** Begin Provided passage **

By Rabbi Pinchos Lipschutz
In Parshas Vayakhel, we find an announcement that was never heard before nor repeated in the Torah. The posuk recounts that when Moshe called for donations to the Mishkon, there were so many contributions that a message went out that the campaign was over and the people should stop their donations: “Al ya’asu od melachah leterumas hakodesh, vayikolei ho’om meihovi” (Shemos 36:6).
The Chiddushei Horim wonders why it was necessary to make such a proclamation. Although the donations weren’t needed at that moment, they could certainly have come in handy later on. What would have been so terrible if they would have had extra material and more funds to put to use in the future?
He answers that the Mishkon belonged to Klal Yisroel. Had donations been accepted for the project even though they were no longer necessary, people would have assumed that what they had given didn’t necessarily go for the Mishkon and that their donations went to waste.
No Jew is extra and should never be made to feel as if he is. By ending the campaign when the goal was reached, every contributor knew that he had a share in the Mishkon.
No Jew is superfluous, not then and not now. Every Jew has a share in Torah and fills a necessary role. No matter his social status or degree of wealth, everyone – back then in the dessert and today, as we enjoy a burgeoning population – deserves to be treated as a vital member of our nation.
Even Jews who are not yet religious have a role to play in Yiddishkeit. It is our duty to bring the message of Torah to them and apprise them of the deeper purpose of life that they are missing out on as long as they cling to hedonism and remain estranged from their source.
While in this country, for some reason, the effort to reach and educate unknowledgeable Jews has slowed and fallen from the list of priorities, the kiruv effort in Eretz Yisroel is stronger than ever. Secular Israelis are learning about the faith of their grandparents, and many are seeing the light. I just returned from the holiest city in the world, in the center of a land dotted with programs, yeshivos and study groups established to quench these Jews’ thirst.
I flew to Israel with United Airlines. It’s not the same as flying El Al, where even a non-Zionist like me feels something different about being on a Jewish plane, where all the food is certified kosher and you are guaranteed to find a minyan and people you know.

** End Provided passage **

Jobs:
1. Answer these questions from the Parshas Vayakhel essay:
(a) Which verse does the essay cite for the announcement that the people should stop their donations?
(b) According to the Chiddushei Horim, what would people have assumed had donations been accepted after they were no longer needed?
(c) Which airline did the writer fly to Israel?
2. Extend the Parshas Vayakhel essay, picking up right after its final sentence.

** Begin Data extract **

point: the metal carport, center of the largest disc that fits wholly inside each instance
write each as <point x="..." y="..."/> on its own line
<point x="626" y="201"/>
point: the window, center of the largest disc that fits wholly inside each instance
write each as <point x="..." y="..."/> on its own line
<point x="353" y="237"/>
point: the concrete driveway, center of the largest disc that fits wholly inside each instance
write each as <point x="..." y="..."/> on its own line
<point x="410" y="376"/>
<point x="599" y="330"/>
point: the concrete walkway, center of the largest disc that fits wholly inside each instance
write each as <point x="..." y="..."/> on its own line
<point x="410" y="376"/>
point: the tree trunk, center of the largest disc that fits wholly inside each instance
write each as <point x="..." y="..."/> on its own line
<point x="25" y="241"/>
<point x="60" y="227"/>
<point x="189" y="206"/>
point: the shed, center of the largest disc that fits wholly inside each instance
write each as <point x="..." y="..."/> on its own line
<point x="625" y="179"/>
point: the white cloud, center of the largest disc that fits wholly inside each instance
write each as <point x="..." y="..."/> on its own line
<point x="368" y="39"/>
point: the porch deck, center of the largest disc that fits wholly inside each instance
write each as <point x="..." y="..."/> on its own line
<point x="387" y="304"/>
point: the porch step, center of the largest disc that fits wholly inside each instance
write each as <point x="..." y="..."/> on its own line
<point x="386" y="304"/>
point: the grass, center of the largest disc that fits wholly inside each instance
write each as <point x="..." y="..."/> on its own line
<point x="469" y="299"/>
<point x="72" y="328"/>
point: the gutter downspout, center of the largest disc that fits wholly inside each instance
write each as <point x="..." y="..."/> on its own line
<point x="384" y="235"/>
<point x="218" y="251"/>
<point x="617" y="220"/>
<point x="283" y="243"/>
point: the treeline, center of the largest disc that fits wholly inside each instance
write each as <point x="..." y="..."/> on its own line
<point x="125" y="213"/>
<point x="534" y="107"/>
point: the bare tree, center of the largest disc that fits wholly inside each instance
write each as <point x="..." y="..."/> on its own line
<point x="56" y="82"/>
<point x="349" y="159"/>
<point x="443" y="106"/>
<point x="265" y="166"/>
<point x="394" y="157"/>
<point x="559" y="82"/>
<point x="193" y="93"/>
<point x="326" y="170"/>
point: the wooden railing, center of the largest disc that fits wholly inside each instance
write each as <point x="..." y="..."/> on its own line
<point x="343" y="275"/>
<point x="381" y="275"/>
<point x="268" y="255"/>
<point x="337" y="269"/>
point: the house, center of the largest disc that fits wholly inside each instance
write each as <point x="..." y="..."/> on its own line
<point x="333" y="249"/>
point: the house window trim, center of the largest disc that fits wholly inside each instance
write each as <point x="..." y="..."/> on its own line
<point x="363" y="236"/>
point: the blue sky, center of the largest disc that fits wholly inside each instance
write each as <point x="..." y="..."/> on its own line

** End Data extract **

Final answers:
1.
(a) Shemos 36:6.
(b) They would have assumed that what they had given didn't necessarily go for the Mishkon and that their donations went to waste.
(c) United Airlines.

2.
As I got comfortable in my seat, the first thing I noticed was that the vast majority of the people sitting around me were obviously Israeli Jews. Yet, regrettably, not one of them ordered a kosher meal. It is so upsetting to watch Yidden all around you eating neveilos and treifos.
When you fly El Al, you are spared from seeing that. You arrive in Yerushalayim, stay in Geulah, Shaarei Chesed, Sorotzkin or a kosher hotel, and you can be forgiven for thinking that the entire country is religious. Sadly, that is not the case. And it hurts to come to that realization as you set out on your trip.
However, it is comforting to know that there are organizations, such as Lev L’Achim, Shuvu, Acheinu and many others, that are dedicated to reaching these people and throwing them a lifeline to bring them to an enriched life.
While in Eretz Yisroel, I met with Rabbis Eliezer Sorotzkin and Zvi Schwartz and heard about the latest activities of Lev L’Achim, whose activities continue to grow, reaching an even greater segment of the population and changing the lives of even more people. If they had sufficient funds, they could reach so many more people. There is a feeling that the tide is turning and, in the future, more people who fly United will be ordering kosher meals.
Of course, as hard as we work to increase the levels of kedushah, the Soton seeks to counter with tumah. It is our obligation to remain focused on our goal and not be deterred by what others refer to as “the facts.”
During my visit, I had the distinct pleasure of meeting the Sanzer Rebbe in his home in Kiryat Sanz, Netanya. We discussed various issues, but he was most passionate about the latest volley unleashed by the Reform movement.
While their efforts are well-known to us here in America, in Israel they have not had much influence. We see the spiritual holocaust their movement has caused, with the majority of their adherents virtually lost to the Jewish people. They have basically served as an assimilationist tool, purporting to satisfy the masses with a religious identity as they increasingly move further away from Sinai.
The movement in the US is badly wracked by attrition and increasing loss of membership and support. They and the Conservatives lamely attempt to address their appalling losses by engaging in studies to establish a path to rebranding their product. They bend the laws even more to stay ahead of the progressive curve, and when that fails, they claim to return to tradition, thinking that maybe that will ignite a spark of Jewish identity in the hearts of their adherents after they have lost all apparent interest in their contrivance.
Their leadership perceives this and understands the threat it poses. The recent Pew report pulled away the curtain and showed for all their empty temples and declining membership lists. They come to Israel, where the vast majority of people know one type of Judaism, and that is halachic. While many are not observant, in their hearts burns a connection to their parents, grandparents and traditions.
In Eretz Yisroel, I bought a mezuzah case made of stone and fashioned to be reminiscent of the Kosel. In the airport, I went to the VAT desk for a refund of the taxes paid for that and other gifts I had purchased. The obviously irreligious Sephardic woman who examined the papers and, in Israeli style, stamped everything in triplicate saw that one of the purchased items was a mezuzah.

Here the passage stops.